*What the task requires*
Collect each line of the items below that contains the string "bicycle". Matching is case-sensitive.

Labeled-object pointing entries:
** start **

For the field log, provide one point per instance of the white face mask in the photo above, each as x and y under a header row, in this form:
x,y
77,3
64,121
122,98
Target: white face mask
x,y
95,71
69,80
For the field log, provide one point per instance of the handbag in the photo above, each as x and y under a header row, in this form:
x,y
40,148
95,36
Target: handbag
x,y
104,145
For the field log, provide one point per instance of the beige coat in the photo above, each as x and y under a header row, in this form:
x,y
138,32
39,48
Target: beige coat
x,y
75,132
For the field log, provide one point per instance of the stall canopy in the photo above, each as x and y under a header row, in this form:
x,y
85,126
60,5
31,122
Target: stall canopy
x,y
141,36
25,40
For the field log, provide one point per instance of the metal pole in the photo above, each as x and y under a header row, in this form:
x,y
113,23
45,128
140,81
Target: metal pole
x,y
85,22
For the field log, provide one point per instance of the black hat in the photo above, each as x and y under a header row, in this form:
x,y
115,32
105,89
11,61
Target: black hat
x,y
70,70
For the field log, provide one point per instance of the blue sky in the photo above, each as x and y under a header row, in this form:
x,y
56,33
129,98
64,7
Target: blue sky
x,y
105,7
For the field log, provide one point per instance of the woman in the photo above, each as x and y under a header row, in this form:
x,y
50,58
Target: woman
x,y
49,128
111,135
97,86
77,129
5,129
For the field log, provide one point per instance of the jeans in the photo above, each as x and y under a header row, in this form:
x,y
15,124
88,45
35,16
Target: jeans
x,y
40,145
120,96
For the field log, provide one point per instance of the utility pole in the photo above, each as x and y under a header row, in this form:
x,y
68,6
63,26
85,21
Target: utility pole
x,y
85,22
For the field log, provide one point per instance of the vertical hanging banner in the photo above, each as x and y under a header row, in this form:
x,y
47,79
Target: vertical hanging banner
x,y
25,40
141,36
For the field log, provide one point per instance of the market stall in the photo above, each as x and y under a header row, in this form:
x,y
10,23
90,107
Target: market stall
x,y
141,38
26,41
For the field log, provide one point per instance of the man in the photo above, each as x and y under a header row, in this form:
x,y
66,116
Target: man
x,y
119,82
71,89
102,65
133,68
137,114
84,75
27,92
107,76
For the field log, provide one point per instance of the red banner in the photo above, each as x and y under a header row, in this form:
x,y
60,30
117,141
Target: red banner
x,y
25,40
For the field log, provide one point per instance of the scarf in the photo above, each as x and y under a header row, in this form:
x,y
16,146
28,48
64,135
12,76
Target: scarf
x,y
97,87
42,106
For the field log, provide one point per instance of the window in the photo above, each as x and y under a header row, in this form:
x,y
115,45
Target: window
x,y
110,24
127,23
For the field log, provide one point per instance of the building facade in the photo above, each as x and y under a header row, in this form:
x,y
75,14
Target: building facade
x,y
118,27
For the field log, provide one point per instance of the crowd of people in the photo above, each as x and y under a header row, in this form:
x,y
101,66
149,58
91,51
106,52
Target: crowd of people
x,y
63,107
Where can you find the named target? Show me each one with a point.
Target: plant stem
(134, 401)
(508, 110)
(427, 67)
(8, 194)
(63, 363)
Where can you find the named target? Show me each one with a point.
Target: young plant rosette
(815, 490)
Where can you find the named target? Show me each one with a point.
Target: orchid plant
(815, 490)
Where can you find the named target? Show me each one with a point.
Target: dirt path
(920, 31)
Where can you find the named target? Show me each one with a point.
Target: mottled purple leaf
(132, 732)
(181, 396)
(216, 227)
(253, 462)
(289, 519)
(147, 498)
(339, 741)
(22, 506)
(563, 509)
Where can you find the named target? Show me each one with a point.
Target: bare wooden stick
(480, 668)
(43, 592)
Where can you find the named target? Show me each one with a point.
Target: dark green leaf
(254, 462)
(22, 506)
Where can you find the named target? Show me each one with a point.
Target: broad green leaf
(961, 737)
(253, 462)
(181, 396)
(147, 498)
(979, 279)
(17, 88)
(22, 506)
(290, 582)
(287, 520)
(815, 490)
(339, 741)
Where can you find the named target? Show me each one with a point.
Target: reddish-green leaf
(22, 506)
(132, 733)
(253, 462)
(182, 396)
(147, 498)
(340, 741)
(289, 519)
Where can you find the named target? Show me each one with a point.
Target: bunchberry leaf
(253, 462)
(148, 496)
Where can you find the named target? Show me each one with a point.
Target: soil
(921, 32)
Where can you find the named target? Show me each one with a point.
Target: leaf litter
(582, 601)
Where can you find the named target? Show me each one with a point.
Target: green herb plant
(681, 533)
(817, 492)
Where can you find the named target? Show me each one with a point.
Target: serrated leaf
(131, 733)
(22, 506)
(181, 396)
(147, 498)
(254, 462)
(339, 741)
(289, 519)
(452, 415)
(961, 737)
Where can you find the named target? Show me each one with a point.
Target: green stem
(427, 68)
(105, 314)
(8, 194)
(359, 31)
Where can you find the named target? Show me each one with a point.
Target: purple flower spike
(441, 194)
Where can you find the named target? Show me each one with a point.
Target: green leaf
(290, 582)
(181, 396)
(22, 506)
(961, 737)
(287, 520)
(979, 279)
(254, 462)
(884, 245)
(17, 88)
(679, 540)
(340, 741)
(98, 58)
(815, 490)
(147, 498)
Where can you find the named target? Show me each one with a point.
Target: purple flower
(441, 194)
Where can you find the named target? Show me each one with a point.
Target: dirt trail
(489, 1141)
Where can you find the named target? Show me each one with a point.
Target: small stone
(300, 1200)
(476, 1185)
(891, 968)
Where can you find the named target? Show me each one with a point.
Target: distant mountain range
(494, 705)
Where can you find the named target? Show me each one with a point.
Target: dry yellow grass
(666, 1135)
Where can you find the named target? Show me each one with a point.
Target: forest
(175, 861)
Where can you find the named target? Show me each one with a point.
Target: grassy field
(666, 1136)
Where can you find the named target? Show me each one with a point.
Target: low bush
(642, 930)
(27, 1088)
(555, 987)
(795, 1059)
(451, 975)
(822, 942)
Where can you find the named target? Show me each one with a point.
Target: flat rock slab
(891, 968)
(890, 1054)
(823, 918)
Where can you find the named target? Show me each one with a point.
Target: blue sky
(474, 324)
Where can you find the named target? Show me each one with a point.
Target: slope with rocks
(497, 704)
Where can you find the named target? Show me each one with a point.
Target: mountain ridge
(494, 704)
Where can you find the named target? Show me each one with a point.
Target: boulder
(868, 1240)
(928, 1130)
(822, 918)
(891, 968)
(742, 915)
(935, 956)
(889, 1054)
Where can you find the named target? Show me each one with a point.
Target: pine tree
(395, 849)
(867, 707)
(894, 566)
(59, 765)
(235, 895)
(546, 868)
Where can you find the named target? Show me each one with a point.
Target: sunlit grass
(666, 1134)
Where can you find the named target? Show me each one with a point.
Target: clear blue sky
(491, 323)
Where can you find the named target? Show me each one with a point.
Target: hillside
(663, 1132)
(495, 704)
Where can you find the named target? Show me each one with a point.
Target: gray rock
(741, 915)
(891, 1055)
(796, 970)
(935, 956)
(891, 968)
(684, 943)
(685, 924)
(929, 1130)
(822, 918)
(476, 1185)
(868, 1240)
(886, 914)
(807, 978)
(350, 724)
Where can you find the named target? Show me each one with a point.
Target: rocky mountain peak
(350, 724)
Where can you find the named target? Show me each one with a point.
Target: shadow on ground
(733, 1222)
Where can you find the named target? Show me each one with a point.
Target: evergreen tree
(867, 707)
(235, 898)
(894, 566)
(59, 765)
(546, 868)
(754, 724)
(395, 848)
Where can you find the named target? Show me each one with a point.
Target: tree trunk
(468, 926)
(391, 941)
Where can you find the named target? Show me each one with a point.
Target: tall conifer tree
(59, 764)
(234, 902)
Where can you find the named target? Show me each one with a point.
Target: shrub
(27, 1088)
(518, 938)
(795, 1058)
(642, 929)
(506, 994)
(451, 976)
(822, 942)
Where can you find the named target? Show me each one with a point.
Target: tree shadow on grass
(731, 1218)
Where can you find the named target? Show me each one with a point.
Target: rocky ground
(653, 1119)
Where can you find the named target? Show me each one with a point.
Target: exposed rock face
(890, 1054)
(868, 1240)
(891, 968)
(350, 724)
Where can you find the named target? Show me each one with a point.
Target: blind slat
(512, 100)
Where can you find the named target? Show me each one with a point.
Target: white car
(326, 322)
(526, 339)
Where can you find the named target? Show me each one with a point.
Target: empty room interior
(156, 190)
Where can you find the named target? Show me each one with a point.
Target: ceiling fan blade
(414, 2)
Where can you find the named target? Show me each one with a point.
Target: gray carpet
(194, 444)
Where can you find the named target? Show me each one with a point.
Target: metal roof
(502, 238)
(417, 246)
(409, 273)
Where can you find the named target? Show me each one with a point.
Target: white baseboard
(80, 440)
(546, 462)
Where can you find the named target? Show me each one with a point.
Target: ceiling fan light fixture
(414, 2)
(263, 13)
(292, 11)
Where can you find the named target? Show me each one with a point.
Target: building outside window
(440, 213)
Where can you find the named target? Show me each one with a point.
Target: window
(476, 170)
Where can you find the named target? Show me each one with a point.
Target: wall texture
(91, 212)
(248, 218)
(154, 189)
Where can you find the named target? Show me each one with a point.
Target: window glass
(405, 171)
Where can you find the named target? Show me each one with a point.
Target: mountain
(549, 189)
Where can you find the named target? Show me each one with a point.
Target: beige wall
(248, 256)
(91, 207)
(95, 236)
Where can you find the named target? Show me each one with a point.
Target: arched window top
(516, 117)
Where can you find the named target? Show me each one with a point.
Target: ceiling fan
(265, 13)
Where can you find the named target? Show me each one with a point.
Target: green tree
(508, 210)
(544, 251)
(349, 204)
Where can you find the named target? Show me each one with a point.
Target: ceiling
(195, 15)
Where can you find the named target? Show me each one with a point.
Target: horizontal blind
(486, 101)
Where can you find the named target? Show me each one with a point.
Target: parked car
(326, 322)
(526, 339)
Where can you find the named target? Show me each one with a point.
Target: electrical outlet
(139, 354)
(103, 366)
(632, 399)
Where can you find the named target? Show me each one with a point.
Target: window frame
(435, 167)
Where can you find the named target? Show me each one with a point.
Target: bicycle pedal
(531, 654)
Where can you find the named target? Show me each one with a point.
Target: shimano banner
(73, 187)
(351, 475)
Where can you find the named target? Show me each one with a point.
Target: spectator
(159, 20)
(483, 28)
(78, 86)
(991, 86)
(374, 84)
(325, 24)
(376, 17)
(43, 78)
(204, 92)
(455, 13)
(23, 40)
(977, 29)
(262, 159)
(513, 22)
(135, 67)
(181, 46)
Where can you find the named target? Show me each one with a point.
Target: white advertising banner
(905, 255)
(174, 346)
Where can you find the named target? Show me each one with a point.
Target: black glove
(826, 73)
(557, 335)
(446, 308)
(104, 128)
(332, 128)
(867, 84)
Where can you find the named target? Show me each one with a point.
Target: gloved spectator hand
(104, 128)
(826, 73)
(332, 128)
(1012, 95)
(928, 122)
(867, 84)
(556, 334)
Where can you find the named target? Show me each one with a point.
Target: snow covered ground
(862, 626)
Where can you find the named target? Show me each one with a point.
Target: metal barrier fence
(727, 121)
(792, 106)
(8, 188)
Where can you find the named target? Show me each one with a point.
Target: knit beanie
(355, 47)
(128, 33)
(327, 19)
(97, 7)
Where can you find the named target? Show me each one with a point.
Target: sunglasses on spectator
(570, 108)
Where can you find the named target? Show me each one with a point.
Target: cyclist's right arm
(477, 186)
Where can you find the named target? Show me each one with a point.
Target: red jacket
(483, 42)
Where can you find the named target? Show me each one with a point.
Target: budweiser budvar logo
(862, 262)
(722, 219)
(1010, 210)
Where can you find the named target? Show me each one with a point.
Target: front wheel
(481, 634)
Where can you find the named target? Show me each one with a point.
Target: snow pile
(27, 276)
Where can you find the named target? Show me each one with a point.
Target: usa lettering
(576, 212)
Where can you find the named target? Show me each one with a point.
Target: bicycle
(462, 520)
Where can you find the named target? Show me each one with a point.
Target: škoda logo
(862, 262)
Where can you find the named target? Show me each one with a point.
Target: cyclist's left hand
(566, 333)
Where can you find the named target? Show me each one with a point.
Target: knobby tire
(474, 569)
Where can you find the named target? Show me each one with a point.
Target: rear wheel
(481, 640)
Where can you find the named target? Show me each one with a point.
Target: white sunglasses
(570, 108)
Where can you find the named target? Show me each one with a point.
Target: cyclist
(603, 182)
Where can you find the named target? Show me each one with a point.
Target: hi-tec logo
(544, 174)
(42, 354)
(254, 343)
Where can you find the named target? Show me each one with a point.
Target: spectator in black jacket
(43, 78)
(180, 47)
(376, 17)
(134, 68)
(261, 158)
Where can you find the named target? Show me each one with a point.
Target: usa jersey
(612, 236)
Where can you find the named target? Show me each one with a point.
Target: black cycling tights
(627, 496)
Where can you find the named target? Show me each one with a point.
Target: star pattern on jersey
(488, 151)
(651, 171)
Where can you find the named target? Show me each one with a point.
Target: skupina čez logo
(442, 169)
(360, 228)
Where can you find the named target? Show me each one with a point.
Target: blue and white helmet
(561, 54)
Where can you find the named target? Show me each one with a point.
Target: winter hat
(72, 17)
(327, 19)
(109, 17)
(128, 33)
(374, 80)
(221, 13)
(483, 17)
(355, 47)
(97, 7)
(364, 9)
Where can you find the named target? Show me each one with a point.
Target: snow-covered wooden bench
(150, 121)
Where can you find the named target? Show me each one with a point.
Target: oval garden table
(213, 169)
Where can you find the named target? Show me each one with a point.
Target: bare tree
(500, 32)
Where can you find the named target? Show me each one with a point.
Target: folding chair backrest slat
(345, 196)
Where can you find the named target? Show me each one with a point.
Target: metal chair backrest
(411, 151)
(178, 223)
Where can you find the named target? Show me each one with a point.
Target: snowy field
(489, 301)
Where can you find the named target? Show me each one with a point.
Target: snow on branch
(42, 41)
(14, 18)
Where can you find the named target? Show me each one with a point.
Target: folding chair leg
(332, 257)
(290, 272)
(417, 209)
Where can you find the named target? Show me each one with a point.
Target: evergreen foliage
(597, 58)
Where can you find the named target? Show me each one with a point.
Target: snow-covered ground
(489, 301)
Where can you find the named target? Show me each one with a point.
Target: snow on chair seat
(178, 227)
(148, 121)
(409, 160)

** end **

*Exercise answer*
Target: bicycle pedal
Target: bicycle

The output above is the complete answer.